╭─ Stored data
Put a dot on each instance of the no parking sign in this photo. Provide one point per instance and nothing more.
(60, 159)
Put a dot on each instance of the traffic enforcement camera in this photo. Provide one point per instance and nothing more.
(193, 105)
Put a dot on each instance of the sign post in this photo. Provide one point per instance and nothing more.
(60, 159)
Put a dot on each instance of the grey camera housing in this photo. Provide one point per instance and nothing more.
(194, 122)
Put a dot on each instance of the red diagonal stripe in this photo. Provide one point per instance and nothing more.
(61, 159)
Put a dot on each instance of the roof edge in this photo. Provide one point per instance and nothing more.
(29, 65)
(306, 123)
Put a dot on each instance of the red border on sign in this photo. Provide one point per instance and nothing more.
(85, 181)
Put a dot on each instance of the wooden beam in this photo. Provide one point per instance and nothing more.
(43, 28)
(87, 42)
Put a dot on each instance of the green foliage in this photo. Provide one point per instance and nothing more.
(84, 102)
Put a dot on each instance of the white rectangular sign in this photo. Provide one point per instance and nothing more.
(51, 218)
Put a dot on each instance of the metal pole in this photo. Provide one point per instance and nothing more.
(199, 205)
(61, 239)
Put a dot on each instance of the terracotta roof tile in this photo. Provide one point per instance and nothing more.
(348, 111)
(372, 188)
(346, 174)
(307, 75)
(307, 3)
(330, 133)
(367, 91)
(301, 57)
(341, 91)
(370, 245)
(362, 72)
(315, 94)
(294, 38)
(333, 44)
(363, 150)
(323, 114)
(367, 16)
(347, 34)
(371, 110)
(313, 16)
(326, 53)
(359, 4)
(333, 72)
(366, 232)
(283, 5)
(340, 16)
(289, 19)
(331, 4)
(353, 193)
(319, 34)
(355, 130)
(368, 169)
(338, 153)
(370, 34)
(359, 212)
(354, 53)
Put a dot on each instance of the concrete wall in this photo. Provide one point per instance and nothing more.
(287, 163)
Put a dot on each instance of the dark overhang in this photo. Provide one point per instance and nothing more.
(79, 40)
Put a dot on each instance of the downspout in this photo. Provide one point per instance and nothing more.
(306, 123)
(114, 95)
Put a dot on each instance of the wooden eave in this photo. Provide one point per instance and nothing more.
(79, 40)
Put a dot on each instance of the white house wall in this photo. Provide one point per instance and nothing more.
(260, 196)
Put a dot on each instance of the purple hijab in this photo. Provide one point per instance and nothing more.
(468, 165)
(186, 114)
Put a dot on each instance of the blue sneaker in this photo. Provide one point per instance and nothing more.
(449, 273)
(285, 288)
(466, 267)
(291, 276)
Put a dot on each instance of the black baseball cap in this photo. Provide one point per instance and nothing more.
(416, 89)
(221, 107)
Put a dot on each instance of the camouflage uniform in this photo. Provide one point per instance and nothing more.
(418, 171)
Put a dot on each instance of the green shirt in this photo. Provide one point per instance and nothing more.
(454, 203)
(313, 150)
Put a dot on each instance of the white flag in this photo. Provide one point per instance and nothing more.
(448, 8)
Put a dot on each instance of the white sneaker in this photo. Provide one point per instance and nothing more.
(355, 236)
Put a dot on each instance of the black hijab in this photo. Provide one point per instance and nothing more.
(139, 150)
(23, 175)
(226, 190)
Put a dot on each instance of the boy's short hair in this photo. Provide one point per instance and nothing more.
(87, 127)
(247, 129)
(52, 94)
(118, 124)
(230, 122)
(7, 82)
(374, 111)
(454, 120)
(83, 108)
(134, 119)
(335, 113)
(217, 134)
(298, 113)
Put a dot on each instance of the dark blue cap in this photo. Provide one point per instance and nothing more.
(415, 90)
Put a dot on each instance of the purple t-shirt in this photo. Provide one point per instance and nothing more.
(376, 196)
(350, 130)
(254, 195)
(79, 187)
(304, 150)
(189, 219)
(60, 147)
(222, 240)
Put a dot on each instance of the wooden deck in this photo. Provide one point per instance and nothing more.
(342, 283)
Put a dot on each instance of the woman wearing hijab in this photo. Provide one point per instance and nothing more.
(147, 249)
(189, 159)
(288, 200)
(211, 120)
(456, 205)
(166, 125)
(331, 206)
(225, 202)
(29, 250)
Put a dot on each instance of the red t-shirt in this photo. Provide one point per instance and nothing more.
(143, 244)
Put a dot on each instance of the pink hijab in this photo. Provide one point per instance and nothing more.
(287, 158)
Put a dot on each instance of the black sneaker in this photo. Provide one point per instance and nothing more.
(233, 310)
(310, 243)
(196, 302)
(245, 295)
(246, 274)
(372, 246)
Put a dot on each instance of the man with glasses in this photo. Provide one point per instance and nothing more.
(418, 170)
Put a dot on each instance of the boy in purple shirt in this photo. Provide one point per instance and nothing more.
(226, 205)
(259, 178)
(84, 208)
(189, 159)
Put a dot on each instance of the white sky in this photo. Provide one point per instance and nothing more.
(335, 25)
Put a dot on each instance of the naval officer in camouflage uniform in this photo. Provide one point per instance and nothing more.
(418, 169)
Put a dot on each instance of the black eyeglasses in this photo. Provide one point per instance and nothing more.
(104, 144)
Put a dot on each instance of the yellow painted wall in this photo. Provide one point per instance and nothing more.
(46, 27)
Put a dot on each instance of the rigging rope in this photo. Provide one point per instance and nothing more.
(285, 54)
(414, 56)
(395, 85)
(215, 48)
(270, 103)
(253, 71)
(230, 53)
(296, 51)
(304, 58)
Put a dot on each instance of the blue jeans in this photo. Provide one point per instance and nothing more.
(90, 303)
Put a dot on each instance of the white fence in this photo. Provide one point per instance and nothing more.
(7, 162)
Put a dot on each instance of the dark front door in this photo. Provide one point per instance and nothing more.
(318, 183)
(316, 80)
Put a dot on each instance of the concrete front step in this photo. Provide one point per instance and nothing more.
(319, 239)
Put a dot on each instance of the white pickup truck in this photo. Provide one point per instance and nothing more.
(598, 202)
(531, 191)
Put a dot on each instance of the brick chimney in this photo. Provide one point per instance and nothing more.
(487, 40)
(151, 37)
╰─
(What the task requires) Please set down the material above once more, word for word.

(Result of this task)
Put a dot on each instance of the no parking sign in this photo. Provide one point per instance and nothing more.
(60, 159)
Put a dot on each instance of the traffic enforcement camera in this photo. Provide one point per instance and nothing more.
(193, 105)
Put a dot on each instance of the sign post in this photo. Provide one point per instance and nothing more.
(60, 159)
Put a dot on each instance of the grey camera housing in this photo. Provide one point per instance and nothing more.
(194, 122)
Put a dot on each instance of the red diagonal stripe in this photo. Provide one point per instance and nothing more.
(61, 159)
Put a dot on each instance of the roof edge in this photo. Provide one point per instance and nothing more.
(29, 65)
(306, 123)
Put a dot on each instance of the red border on sign in this photo. Provide one point per instance and nothing more.
(85, 181)
Put a dot on each instance of the wooden beam in this photo. Provide one point per instance and nothing more.
(43, 28)
(87, 42)
Put a dot on each instance of the green foliage in this photo. Provide one point per instance and nothing more.
(84, 102)
Put a dot on each instance of the white rectangular sign in this photo. Provide one point per instance and nothing more.
(51, 218)
Put a dot on each instance of the metal pole in this photo. Provide one point per instance and nothing more.
(199, 205)
(61, 239)
Put a dot on each instance of the terracotta roof tile in this photo. Provide one point per instance and nothing more.
(348, 111)
(372, 188)
(346, 174)
(307, 75)
(307, 3)
(330, 133)
(367, 91)
(301, 57)
(341, 91)
(370, 245)
(362, 72)
(315, 94)
(294, 38)
(333, 44)
(363, 150)
(323, 114)
(367, 16)
(347, 34)
(371, 110)
(313, 16)
(326, 53)
(359, 4)
(333, 72)
(366, 232)
(283, 5)
(340, 16)
(289, 19)
(331, 4)
(353, 193)
(319, 34)
(355, 130)
(368, 169)
(338, 153)
(370, 34)
(359, 212)
(354, 53)
Put a dot on each instance of the concrete wall in this photo. Provide one point per instance and nothing more.
(287, 163)
Put a dot on each instance of the dark overhang in this photo. Provide one point per instance and nothing more.
(79, 40)
Put a dot on each instance of the downspout in this photo. Provide one point per instance and nothing more.
(306, 123)
(114, 95)
Put a dot on each instance of the wooden eave in this photo. Provide one point per instance and nothing more.
(79, 40)
Put a dot on each instance of the white house wall in this photo. Provide one point per instance and nothing more.
(260, 196)
Put a dot on each instance of the purple hijab in this photo. Provide one point per instance and nothing more.
(468, 165)
(186, 114)
Put a dot on each instance of the blue sneaker in this photo. Provide one point per instance and nothing more.
(449, 273)
(285, 288)
(466, 267)
(291, 276)
Put a dot on each instance of the black baseball cap in this photo. Provide one point per instance and nothing more.
(416, 89)
(221, 107)
Put a dot on each instance of the camouflage uniform in this photo. Provide one point per instance and nothing more.
(418, 171)
Put a dot on each instance of the green shirt in this photo. Provide one point per instance and nothing more.
(454, 203)
(313, 150)
Put a dot on each instance of the white flag in this photo. Provide one point per instance and nothing more.
(448, 8)
Put a dot on each instance of the white sneaker in this photo. Provide one point per instance and nothing more.
(355, 236)
Put a dot on each instance of the black hijab in this photo. Provide one point per instance and nothing more.
(139, 150)
(23, 175)
(226, 190)
Put a dot on each instance of the boy's short hair in this photo. Provide one point per instance and nothing more.
(87, 127)
(247, 129)
(52, 94)
(118, 124)
(230, 122)
(7, 82)
(374, 111)
(454, 120)
(83, 108)
(134, 119)
(335, 113)
(217, 134)
(298, 113)
Put a dot on each instance of the dark blue cap in this photo. Provide one point per instance and nothing more.
(415, 90)
Put a dot on each instance of the purple t-shirt in this photo. Provide one point per instance and nothing more.
(376, 196)
(350, 130)
(254, 195)
(79, 187)
(304, 150)
(189, 219)
(60, 147)
(222, 240)
Put a dot on each instance of the wooden deck in this photo. Provide one point per instance and nothing more.
(342, 283)
Put a dot on each instance of the woman wearing hijab in this photo. Provide one point per instance and nothing more.
(147, 249)
(189, 159)
(288, 200)
(211, 120)
(456, 205)
(166, 125)
(331, 206)
(225, 202)
(29, 250)
Put a dot on each instance of the red t-shirt in this photo. Provide one point per instance and nothing more.
(143, 244)
Put a dot on each instance of the pink hijab in this photo. Provide one point per instance and nothing more.
(287, 158)
Put a dot on each instance of the black sneaker in this photo. Provide one point per instance and nothing more.
(233, 310)
(310, 243)
(196, 302)
(245, 295)
(246, 274)
(372, 246)
Put a dot on each instance of the man with glasses in this photo. Provide one point per instance and nothing more.
(418, 170)
Put a dot on each instance of the boy in purple shirt in this photo. Provide one point per instance and nothing more.
(226, 205)
(259, 178)
(84, 208)
(189, 159)
Put a dot on each instance of the white sky in this photo. Provide one point per instance and nothing more.
(335, 25)
Put a dot on each instance of the naval officer in camouflage uniform in this photo. Provide one point per instance and nothing more.
(418, 169)
Put a dot on each instance of the black eyeglasses in this photo. Provide one point per instance and nothing more.
(104, 144)
Put a dot on each instance of the yellow painted wall in this photo. Provide one point per instance and nothing more.
(46, 27)
Put a dot on each instance of the rigging rope in this photo. Provide one point per instance and nothing more.
(285, 54)
(414, 56)
(395, 85)
(215, 48)
(270, 103)
(253, 71)
(230, 53)
(296, 51)
(304, 58)
Put a dot on each instance of the blue jeans in this photo. Provide one point per instance and nothing more.
(90, 303)
Put a dot on each instance of the white fence in this photo. Provide one point per instance and nothing more.
(7, 162)
Put a dot on each instance of the dark front door in this photo. Provide one point per instance and nothing more.
(318, 183)
(316, 80)
Put a dot on each instance of the concrete front step in this photo. Provide one point per instance and nothing more.
(319, 239)
Put a dot on each instance of the white pickup truck in this photo. Provide one point per instance and nothing more.
(598, 202)
(531, 191)
Put a dot on each instance of the brick chimney in this photo. Provide one point per instance and nothing more.
(487, 40)
(151, 37)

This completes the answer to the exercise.